◆ **TEXTO CITADO**:
Las dejamos porque entendimos que carecían de los principios de vida, vitalidad, inteligencia y revelación que poseía la religión que Jesucristo introdujo en la tierra. Esa, confieso, fue la razón por la que las abandoné.

Recuerdo haber visitado una vez la casa de un hombre que era presbiteriano. Después de hablar un poco con él sobre su religión, me dijo: “Usted tiene ideas curiosas.” A lo que respondí: “Creo que mis ideas provienen de la Biblia.” Luego llegó un incrédulo con quien tuve una larga conversación tratando de demostrarle que la Biblia y la religión cristiana eran verdaderas, o al menos la religión enseñada por la Biblia. Entonces este caballero me dijo: “Estoy sorprendido; pensé que usted era un incrédulo.” “¿Por qué?”, pregunté. “Porque creí que usted no creía en la Biblia.” A lo que respondí: “Está usted muy equivocado; yo sí creo en la Biblia, pero no en principios contrarios a ella. Y como la religión de hoy en día no concuerda con la Biblia, yo no concuerdo con ella.”

Supongo que estos han sido los sentimientos, en mayor o menor grado, de la mayoría de los Santos, al menos de aquellos que han razonado y reflexionado sobre estos asuntos. Por ejemplo, las Escrituras dicen que hay “un solo Señor, una sola fe, un solo bautismo y un solo Dios, que es sobre todos, por todos y en todos.” Y cuando las personas reflexivas miran a su alrededor y ven sistemas religiosos tan numerosos como los dioses que solían tener los antiguos paganos, ¿cómo podrían suponer o creer que todos ellos estaban inspirados por Dios? Era imposible que un hombre reflexivo e inteligente albergara tal idea.

Nosotros buscamos principios que emanan de Dios, y creemos que Dios ha hablado; por eso estamos aquí. Creemos que Él nos ha revelado Su voluntad, que ha restaurado el antiguo evangelio en toda su plenitud, bendiciones, riqueza, poder y gloria. Creemos que este evangelio redimirá a todos los que crean en él y los elevará al conocimiento del Dios verdadero, cuyo conocimiento es la vida eterna.

◆ **CONJUNTO DE DATOS**:

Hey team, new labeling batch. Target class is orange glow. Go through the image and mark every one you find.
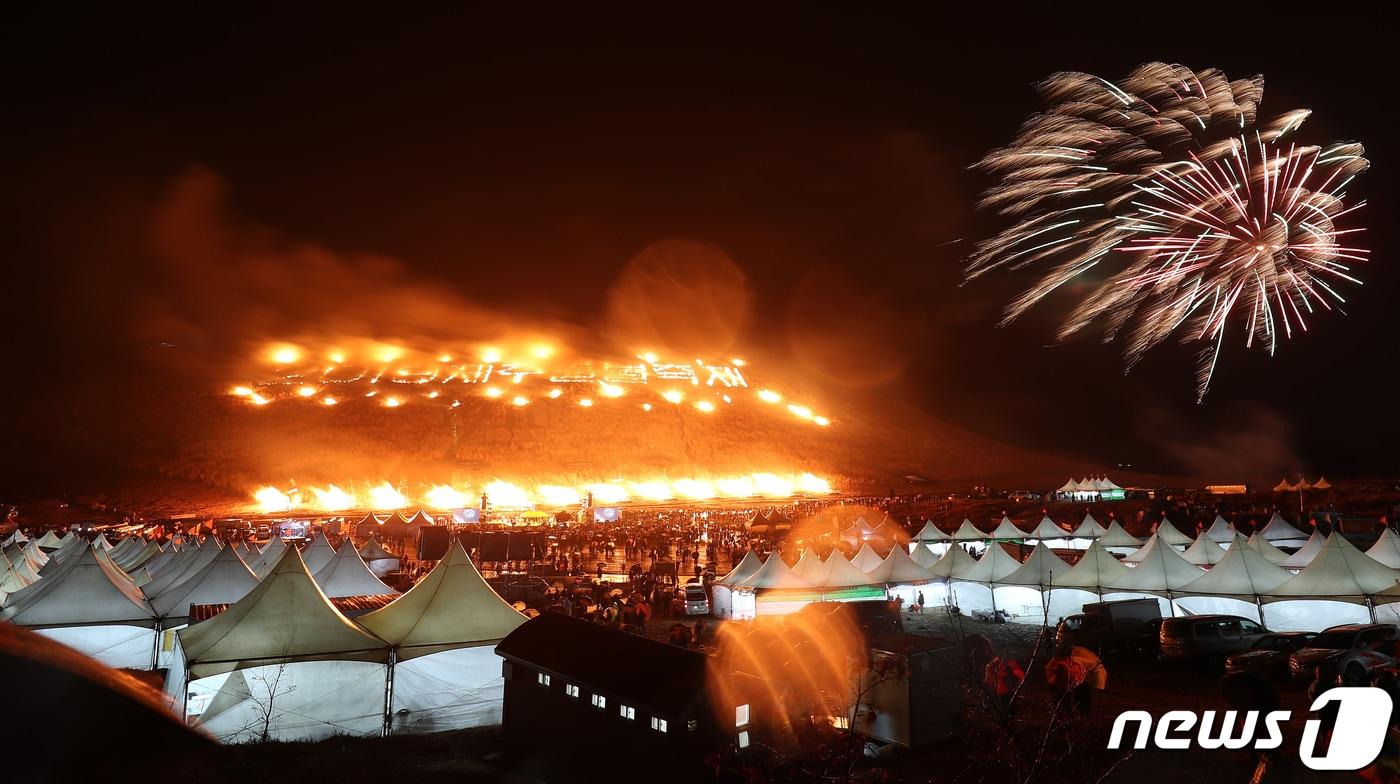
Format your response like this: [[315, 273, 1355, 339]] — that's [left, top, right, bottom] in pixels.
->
[[423, 484, 468, 510], [370, 482, 409, 511]]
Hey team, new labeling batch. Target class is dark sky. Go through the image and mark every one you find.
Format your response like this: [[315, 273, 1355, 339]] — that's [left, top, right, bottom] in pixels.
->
[[3, 4, 1400, 479]]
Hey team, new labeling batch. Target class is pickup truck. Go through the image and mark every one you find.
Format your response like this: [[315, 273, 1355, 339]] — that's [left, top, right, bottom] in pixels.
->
[[1056, 599, 1162, 652]]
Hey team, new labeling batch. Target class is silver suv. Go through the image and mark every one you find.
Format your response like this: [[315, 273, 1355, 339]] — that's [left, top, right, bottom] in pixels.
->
[[1161, 615, 1268, 659]]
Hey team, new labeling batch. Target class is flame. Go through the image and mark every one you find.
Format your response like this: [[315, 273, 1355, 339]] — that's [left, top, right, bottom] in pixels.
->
[[370, 482, 409, 511], [253, 487, 291, 514], [486, 479, 535, 510], [423, 484, 469, 510], [311, 484, 358, 512]]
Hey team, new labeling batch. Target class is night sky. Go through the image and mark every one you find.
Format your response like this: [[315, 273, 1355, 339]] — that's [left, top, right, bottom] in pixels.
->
[[3, 4, 1400, 480]]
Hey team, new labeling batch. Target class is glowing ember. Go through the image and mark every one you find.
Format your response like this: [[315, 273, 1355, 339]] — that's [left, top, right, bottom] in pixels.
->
[[423, 484, 469, 510], [370, 482, 409, 511]]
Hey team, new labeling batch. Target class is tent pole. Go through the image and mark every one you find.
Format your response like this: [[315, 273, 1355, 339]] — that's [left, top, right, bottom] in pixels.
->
[[379, 648, 399, 738]]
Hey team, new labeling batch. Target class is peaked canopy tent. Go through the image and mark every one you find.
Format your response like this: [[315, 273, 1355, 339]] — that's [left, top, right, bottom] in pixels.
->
[[993, 542, 1071, 624], [315, 538, 398, 599], [360, 540, 525, 732], [1263, 532, 1400, 630], [1259, 511, 1308, 547], [178, 547, 389, 741], [1176, 535, 1294, 626], [0, 545, 158, 669]]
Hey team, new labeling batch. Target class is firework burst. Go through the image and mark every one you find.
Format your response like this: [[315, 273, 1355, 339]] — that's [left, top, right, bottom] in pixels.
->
[[966, 63, 1368, 399]]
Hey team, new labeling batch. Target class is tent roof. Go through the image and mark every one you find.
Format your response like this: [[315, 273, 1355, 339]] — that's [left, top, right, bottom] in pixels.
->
[[315, 538, 398, 599], [1260, 511, 1308, 542], [914, 521, 952, 542], [301, 532, 336, 574], [738, 552, 812, 589], [1267, 532, 1400, 599], [1182, 535, 1292, 599], [1182, 536, 1225, 566], [1245, 531, 1288, 564], [1278, 528, 1327, 568], [1366, 526, 1400, 568], [1056, 542, 1131, 588], [151, 547, 258, 617], [953, 518, 987, 542], [179, 547, 388, 678], [1071, 512, 1103, 539], [1106, 533, 1201, 591], [714, 550, 763, 585], [1099, 519, 1142, 547], [843, 542, 885, 574], [928, 545, 977, 578], [805, 547, 873, 588], [953, 543, 1021, 582], [869, 547, 934, 585], [3, 547, 155, 627], [360, 539, 525, 659], [1204, 515, 1235, 545], [988, 515, 1026, 540], [997, 542, 1071, 588]]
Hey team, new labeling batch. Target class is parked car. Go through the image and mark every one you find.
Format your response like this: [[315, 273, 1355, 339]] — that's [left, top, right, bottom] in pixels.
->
[[1159, 615, 1268, 659], [1225, 631, 1317, 679], [1288, 623, 1396, 680], [1337, 637, 1400, 686]]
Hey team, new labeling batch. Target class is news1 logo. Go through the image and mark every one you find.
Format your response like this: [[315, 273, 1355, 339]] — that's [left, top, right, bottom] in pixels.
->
[[1109, 686, 1392, 770]]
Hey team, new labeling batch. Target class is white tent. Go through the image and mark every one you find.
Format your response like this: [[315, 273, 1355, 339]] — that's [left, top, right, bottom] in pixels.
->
[[1182, 536, 1225, 566], [315, 538, 398, 599], [953, 518, 987, 542], [1260, 511, 1308, 547], [1366, 526, 1400, 568], [1197, 515, 1235, 549], [301, 532, 336, 574], [987, 515, 1026, 542], [1278, 528, 1327, 570], [151, 547, 258, 622], [841, 542, 885, 574], [360, 540, 525, 732], [179, 547, 389, 741]]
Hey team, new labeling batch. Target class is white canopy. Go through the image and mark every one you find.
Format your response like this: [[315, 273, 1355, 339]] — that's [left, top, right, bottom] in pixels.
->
[[1260, 511, 1308, 545], [360, 539, 525, 661], [1105, 533, 1201, 592], [1366, 526, 1400, 568], [1182, 536, 1225, 566], [1201, 515, 1235, 545], [987, 515, 1026, 542], [1182, 535, 1294, 601], [735, 552, 812, 591], [315, 538, 398, 599], [869, 547, 934, 585], [1266, 532, 1400, 601], [714, 550, 763, 585], [1056, 542, 1131, 588], [179, 547, 389, 678], [953, 518, 987, 542], [949, 543, 1021, 582], [1278, 528, 1327, 568], [843, 542, 885, 574], [997, 542, 1072, 588]]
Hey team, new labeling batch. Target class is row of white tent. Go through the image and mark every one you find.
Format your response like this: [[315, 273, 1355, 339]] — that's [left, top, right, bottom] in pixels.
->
[[714, 524, 1400, 631], [0, 533, 524, 741]]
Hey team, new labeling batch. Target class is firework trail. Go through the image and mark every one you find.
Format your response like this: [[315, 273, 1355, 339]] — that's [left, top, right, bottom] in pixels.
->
[[966, 63, 1368, 400]]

◆ **LA TAREA**:
Responde por favor estas preguntas sobre el texto citado:
(a) ¿Qué dijo el presbiteriano tras hablar un poco sobre su religión?
(b) ¿Con qué se compara la cantidad de sistemas religiosos?
(c) ¿Cuál es el conocimiento que se identifica con la vida eterna?

◆ **TAREA RESUELTA**:
(a) “Usted tiene ideas curiosas.”
(b) Con los dioses que solían tener los antiguos paganos.
(c) El conocimiento del Dios verdadero.